## TEXT SECTION
## Begin

The flow of clients from International Creative Management to the William Morris Agency began on Monday, following former ICM co-chairman and co-CEO Jim Wiatt’s arrival at WMA as president and co-CEO, supplanting prexy Arnold Rifkin.
Among clients who will travel down Wilshire to Wiatt’s new office (a converted conference room for the time being) are actors Eddie Murphy, Sylvester Stallone and Tim Allen, directors Nora Ephron, Penny Marshall, Richard Donner and Renny Harlin and writer Joe Eszterhas.
Wiatt’s hiring by WMA was announced Monday by the percentery’s CEO, Walter Zifkin, who said Wiatt’s tenure is effective immediately. Rifkin, who announced his resignation at the same time, will remain at the agency until Sept. 8.
While Rifkin said he does not have concrete plans for the future, for the next year or so (the remaining term of his existing contract) he is expected to work as a manager with several of his long-standing clients, including Bruce Willis, Whoopi Goldberg and Danny Glover.
It’s understood that while Rifkin is acting as their manager, these clients will remain represented by William Morris as well — although it is unlikely the clients will be paying commissions to both WMA and Rifkin.
Rifkin did not come into the office on Monday, spending the day negotiating his exit from WMA. He will begin handing over the reigns to Wiatt today when the two are scheduled to have lunch together to discuss the transition.
While Wiatt had been rumored to be talking to William Morris brass for weeks, he and Zifkin said that a deal was not completed until Sunday evening. At WMA, Wiatt will serve on the board of directors and will share oversight of all areas of the agency and its worldwide operations.
“Jim Wiatt is uniquely qualified to lead William Morris into the 21st century,” Zifkin said in a prepared statement. “In an expanding and highly competitive business, he is one of the most talented and resourceful executives I’ve ever known. He’s regarded with affection and respect, not only by his clients and colleagues, but by those with whom he works throughout the creative community.”
Wiatt is believed to have signed a five-year pact and received a signing bonus as well as a base salary well above the $1.5 million he was receiving from ICM. But unlike ICM, Wiatt will not have an equity stake in the company and will likely have less managerial autonomy than he had at ICM, where he reported only to ICM chairman and CEO Jeff Berg.
It’s understood that Rifkin was not informed of the agency’s decision to hire Wiatt until Friday, when Rifkin was on vacation in Jackson Hole, Wyo.
WMA staffers were given the news Monday morning via an e-mail authored by WMA chairman Norman Brokaw, vice chairman Jerry Katzman and Zifkin.
But even before the e-mail was sent out at 11:30 a.m., word had spread around the office: During the morning’s motion picture lit meeting at 9, agents joked about pitching projects to Wiatt clients Ephron and Marshall.
“This is a significant event for the William Morris Agency as we chart the future course and direction of our company,” said WMA chairman Norman Brokaw in a statement attached to that e-mail. “It reaffirms our commitment to evolve into the most dynamic, forward-looking, cutting-edge talent and literary agency in the world.”
By joining WMA, Wiatt ends months of speculation that often took on “Truman Show”-like overtones as the town watched while he discussed his career opportunities with several suitors including WMA, Endeavor, CAA and Artists Management Group.

## End

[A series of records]
## Begin

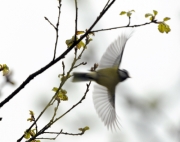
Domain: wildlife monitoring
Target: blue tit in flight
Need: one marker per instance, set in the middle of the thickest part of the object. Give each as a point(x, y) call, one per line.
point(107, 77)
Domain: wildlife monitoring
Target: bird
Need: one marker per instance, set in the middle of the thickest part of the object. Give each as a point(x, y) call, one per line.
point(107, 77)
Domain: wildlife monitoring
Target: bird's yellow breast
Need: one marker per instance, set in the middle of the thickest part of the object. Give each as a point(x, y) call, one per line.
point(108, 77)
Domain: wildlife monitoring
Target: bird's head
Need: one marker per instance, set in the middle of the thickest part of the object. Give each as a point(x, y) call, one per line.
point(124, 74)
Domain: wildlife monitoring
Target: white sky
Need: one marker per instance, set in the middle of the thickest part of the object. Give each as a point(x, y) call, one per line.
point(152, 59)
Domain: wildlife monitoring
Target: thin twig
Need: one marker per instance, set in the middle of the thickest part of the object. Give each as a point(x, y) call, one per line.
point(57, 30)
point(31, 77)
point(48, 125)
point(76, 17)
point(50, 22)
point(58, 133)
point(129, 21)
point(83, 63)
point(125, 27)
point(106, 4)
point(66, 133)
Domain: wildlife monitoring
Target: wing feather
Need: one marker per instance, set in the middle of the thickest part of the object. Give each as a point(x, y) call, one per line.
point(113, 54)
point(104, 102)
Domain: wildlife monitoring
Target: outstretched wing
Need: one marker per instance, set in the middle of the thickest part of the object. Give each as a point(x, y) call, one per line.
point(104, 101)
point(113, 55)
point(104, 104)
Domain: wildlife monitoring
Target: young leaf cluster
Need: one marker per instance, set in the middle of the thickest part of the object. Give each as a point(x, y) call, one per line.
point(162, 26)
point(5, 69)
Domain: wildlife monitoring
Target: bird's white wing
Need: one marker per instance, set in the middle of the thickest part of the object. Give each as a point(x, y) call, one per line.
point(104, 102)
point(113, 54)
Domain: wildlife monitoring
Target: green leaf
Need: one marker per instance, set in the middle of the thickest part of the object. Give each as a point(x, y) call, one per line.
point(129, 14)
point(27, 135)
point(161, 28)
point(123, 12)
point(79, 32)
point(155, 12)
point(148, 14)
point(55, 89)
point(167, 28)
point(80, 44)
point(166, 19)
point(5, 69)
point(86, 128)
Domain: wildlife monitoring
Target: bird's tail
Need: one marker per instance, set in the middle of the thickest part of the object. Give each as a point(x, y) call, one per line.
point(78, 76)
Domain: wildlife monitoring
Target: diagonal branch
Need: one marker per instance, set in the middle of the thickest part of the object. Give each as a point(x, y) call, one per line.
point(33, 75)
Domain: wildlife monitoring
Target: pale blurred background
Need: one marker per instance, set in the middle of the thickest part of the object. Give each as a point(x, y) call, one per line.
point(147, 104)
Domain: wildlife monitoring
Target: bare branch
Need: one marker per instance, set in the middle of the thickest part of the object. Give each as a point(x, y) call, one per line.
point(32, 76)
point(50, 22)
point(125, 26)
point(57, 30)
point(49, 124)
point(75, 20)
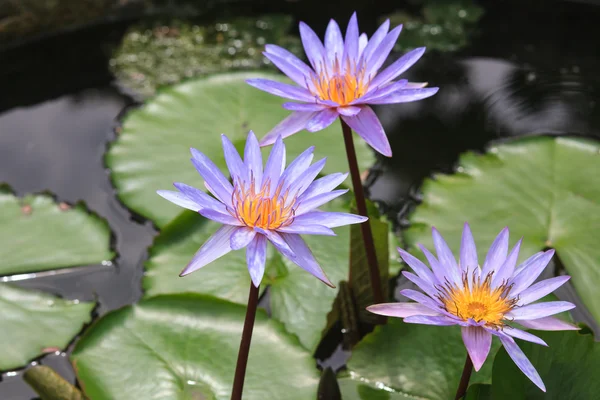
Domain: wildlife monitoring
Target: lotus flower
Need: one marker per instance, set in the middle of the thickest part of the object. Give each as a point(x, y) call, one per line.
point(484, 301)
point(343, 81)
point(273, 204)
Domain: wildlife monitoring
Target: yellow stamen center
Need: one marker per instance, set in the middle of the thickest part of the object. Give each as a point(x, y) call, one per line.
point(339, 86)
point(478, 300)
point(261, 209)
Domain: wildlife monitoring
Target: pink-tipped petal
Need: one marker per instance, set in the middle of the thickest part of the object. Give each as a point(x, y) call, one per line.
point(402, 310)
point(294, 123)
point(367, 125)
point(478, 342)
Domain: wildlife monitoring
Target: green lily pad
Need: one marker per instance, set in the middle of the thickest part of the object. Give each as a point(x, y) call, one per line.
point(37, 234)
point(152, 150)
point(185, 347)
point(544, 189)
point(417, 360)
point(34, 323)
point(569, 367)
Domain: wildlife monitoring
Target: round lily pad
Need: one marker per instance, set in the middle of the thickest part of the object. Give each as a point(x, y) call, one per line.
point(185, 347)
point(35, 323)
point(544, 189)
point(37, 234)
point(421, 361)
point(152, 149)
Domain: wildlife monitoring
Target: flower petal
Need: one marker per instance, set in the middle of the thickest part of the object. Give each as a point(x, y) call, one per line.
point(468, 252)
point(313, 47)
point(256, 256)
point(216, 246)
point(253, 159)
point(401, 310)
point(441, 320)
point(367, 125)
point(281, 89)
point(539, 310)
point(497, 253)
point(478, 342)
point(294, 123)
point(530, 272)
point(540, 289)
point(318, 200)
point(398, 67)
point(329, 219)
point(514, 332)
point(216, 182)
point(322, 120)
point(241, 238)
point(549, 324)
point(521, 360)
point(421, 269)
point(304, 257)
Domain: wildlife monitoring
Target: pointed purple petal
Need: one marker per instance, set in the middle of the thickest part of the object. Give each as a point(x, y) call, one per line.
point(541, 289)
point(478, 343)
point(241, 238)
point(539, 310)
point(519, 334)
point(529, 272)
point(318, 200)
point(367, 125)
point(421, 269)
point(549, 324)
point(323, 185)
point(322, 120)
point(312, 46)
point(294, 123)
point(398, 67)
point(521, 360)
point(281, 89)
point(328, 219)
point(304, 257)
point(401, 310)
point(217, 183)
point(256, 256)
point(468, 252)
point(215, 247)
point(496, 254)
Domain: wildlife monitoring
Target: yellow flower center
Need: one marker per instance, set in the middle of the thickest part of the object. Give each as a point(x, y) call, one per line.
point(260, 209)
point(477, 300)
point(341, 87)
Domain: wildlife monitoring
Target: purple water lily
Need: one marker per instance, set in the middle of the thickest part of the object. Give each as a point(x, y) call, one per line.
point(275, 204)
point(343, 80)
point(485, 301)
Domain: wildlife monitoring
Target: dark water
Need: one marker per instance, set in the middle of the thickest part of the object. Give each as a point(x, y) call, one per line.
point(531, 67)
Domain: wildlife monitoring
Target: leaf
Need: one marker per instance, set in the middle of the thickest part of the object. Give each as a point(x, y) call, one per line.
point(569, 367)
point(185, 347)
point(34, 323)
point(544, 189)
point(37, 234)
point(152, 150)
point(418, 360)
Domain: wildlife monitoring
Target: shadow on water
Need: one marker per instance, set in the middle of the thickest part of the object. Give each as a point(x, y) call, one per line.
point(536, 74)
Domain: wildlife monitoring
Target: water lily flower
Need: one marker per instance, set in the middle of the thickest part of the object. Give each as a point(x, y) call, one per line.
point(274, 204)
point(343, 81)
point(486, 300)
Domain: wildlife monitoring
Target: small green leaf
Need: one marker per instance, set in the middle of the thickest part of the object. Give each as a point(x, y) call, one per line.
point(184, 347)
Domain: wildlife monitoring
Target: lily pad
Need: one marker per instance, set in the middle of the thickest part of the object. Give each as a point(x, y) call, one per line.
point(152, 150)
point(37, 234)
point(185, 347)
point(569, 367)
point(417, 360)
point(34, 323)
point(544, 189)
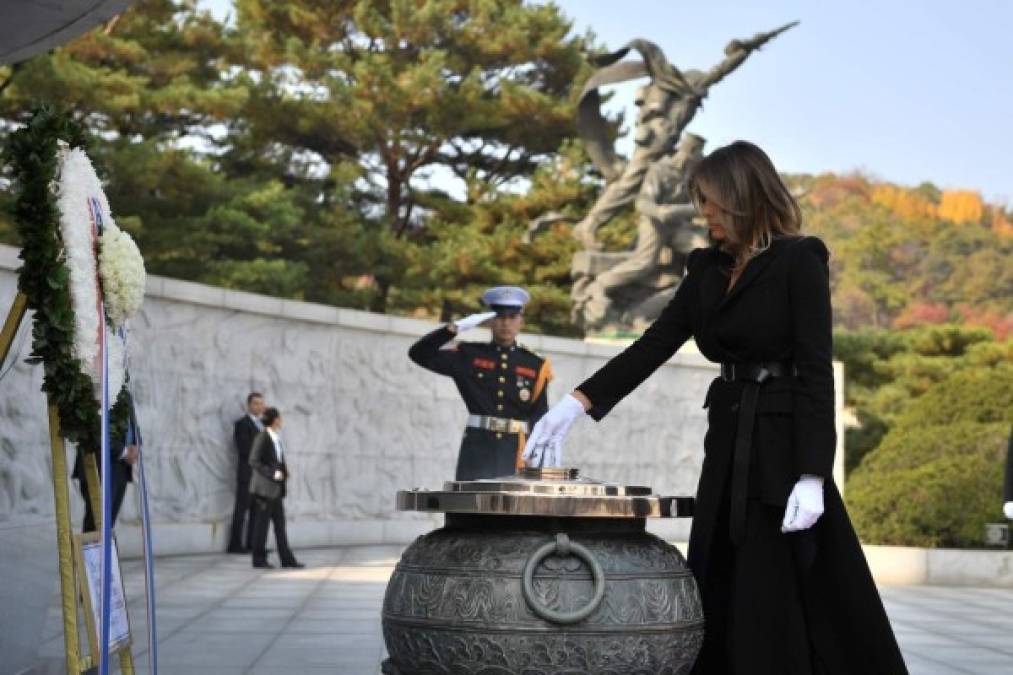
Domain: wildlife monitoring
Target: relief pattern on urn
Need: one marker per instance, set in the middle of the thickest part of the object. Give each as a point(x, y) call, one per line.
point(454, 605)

## End
## Begin

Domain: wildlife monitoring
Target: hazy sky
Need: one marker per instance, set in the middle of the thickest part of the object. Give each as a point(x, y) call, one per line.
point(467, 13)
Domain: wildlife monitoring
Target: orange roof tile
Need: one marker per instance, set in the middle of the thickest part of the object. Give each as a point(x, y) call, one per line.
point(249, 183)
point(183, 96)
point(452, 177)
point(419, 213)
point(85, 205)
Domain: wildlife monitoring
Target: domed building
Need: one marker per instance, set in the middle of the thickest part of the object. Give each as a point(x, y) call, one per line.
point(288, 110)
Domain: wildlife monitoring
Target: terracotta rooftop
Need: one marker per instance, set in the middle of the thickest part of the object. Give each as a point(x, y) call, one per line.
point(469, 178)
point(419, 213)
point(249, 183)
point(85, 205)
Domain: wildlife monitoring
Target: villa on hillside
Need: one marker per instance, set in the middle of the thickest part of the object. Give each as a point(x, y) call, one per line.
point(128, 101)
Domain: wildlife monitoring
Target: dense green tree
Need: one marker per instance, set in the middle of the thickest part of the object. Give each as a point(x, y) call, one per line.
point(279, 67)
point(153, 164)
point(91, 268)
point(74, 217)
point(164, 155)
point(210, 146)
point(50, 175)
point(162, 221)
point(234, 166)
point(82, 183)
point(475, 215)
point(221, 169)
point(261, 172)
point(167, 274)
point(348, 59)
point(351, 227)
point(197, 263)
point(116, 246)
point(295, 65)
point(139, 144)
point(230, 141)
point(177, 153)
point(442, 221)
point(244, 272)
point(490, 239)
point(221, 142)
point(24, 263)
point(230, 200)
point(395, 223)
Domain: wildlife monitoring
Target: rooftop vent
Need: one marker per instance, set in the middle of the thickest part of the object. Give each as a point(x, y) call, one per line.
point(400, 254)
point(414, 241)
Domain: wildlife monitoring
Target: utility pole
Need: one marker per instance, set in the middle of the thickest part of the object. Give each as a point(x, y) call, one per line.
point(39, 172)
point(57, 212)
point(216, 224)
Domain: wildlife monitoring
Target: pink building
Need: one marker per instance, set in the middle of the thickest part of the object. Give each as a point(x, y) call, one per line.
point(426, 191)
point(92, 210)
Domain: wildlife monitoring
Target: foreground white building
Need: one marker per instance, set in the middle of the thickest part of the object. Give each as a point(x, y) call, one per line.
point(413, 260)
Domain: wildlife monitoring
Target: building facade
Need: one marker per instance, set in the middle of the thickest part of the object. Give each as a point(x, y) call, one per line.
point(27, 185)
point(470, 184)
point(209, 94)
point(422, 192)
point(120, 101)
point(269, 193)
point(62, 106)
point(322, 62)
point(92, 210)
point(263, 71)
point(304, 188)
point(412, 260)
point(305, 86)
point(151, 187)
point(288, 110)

## End

## ACTIONS TO TAKE
1. List every director named in the article on Jim Wiatt's move to William Morris as a client following him to his new office.
2. Please pick up the article on Jim Wiatt's move to William Morris and continue it from its last sentence.

## OUTPUTS
1. Nora Ephron, Penny Marshall, Richard Donner, Renny Harlin

2.
Wiatt’s contract with ICM, where he spent the past 22 years, was due to expire Sept. 30, but when he and Berg could not come to terms on a new deal, Wiatt negotiated out of that pact last Friday and was free to join WMA over the weekend. According to sources, Wiatt had been seeking a substantial increase of his salary and was willing to give up his ownership stake for that.
While Rifkin and Wiatt share the same attorney, Skip Brittenham, Wiatt retained corporate lawyer Joseph Troy to negotiate his deal with WMA.
Other Wiatt clients who are expected to be joining him are writer-director Kevin Williamson (“Scream,” “Teaching Mrs. Tingle”) and helmer F. Gary Gray (“The Negotiator”), although he had not discussed this with either of them as of Monday afternoon. Williamson, however is understood to have expressed interest in taking meetings with other agencies before committing to joining WMA and Wiatt.
Though Rifkin will continue advising some of his clients in a managerial capacity during the next year or so, he told Daily Variety that his career path will not include the agency business.
Asked to address speculation that he might team with Willis in a management/production company, Rifkin said, “It’s unclear what I’ll do, but whatever I’ll do, I’ll do with him.”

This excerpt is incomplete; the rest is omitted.